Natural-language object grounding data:
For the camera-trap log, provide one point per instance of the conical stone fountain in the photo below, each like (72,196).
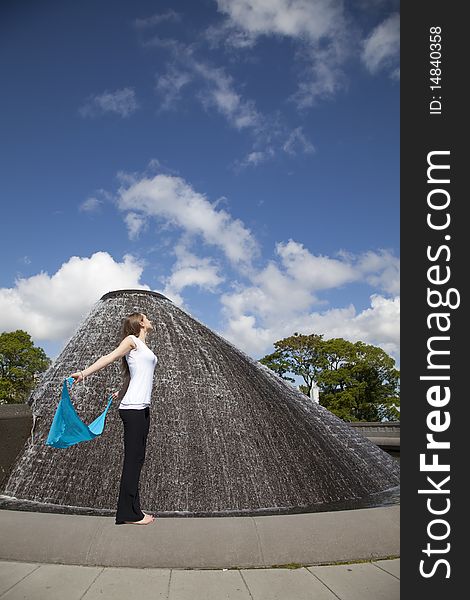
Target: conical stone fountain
(227,435)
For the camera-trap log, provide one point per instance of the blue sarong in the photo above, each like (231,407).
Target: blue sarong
(67,428)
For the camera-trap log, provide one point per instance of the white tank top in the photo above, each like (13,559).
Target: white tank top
(142,362)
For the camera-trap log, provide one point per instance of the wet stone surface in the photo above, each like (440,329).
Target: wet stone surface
(227,436)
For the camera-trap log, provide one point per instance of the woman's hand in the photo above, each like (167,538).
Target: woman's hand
(78,376)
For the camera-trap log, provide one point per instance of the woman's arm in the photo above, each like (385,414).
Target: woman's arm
(124,347)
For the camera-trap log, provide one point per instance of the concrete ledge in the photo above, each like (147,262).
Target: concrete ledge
(204,542)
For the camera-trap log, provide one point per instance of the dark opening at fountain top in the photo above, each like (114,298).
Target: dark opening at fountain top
(227,435)
(117,293)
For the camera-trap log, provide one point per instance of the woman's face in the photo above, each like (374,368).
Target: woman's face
(146,323)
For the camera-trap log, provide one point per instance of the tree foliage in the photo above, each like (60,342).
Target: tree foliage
(20,364)
(357,381)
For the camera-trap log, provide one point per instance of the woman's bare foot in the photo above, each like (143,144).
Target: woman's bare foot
(145,521)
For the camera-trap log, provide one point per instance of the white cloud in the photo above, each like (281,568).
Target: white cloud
(321,28)
(381,48)
(122,102)
(313,19)
(169,86)
(135,224)
(171,198)
(280,298)
(148,22)
(220,93)
(378,325)
(297,142)
(50,307)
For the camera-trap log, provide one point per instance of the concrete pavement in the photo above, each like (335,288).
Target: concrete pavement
(378,580)
(280,557)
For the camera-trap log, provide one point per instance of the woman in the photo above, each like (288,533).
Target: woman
(138,364)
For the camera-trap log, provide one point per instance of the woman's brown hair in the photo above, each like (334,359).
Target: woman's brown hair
(130,326)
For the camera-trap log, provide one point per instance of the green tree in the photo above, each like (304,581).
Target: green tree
(298,354)
(357,381)
(20,364)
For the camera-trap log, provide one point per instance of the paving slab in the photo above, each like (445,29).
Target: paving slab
(203,542)
(29,581)
(391,566)
(125,583)
(54,582)
(208,585)
(285,584)
(363,581)
(11,573)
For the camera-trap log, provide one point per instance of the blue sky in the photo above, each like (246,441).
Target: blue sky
(240,157)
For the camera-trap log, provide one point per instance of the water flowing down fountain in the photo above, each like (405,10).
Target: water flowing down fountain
(227,435)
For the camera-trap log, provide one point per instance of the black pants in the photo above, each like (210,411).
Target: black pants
(136,427)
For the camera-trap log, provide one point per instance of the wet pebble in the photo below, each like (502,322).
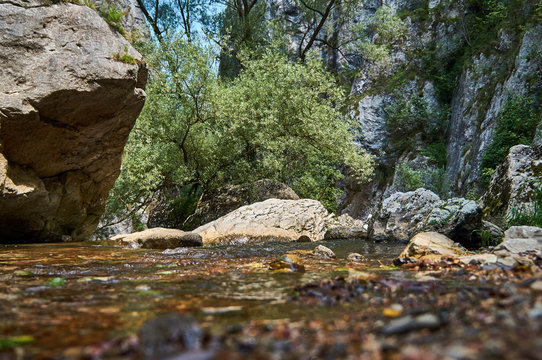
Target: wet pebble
(287,262)
(410,323)
(324,252)
(169,334)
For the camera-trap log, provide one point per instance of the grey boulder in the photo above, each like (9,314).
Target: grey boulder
(66,109)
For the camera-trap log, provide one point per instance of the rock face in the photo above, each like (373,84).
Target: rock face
(133,19)
(475,91)
(431,244)
(66,109)
(218,202)
(345,232)
(404,214)
(272,219)
(514,183)
(159,238)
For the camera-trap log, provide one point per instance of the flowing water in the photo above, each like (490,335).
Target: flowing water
(89,300)
(79,294)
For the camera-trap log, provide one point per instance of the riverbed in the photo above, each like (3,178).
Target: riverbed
(90,300)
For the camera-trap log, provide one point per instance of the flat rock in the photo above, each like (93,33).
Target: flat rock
(159,238)
(269,220)
(215,203)
(432,244)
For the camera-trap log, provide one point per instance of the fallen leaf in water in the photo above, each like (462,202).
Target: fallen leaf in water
(220,310)
(55,282)
(149,293)
(109,310)
(14,341)
(391,312)
(94,278)
(22,273)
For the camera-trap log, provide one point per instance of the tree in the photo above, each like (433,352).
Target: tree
(278,120)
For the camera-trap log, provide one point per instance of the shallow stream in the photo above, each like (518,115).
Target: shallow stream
(66,300)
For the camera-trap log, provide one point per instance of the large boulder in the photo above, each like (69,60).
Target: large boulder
(217,202)
(272,219)
(432,244)
(66,109)
(402,215)
(514,183)
(521,239)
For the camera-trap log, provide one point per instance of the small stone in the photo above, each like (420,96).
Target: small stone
(303,238)
(169,334)
(191,239)
(287,263)
(508,261)
(66,238)
(404,260)
(395,310)
(324,252)
(537,285)
(355,257)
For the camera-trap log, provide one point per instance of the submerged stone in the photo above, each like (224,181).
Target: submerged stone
(159,238)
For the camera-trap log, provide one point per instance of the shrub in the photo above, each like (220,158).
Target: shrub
(113,16)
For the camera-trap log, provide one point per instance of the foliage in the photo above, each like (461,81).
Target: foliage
(124,57)
(409,115)
(382,31)
(430,178)
(112,15)
(515,125)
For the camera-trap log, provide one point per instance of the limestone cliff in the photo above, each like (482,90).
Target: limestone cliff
(71,88)
(455,71)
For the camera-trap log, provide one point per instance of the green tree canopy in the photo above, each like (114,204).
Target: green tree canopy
(279,119)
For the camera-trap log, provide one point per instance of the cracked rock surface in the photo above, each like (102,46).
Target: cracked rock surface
(66,109)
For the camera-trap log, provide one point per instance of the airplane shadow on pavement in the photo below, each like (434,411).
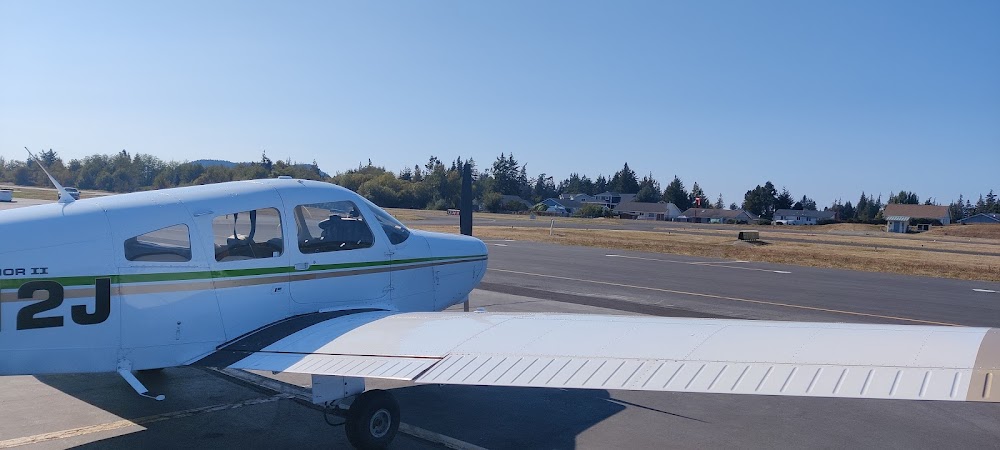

What the task requires: When a line in the records above contains the word "below", copy it.

Task output:
For the camera-trap log, provide one point per instance of the conical stone fountain in the photo below, each like (72,196).
For the camera-trap log, provide one point per instance of the wet pebble in the photo below, each like (502,322).
For the camera-trap log, provide one point per instance of the airplane shadow on pavement in the photo below, each like (434,411).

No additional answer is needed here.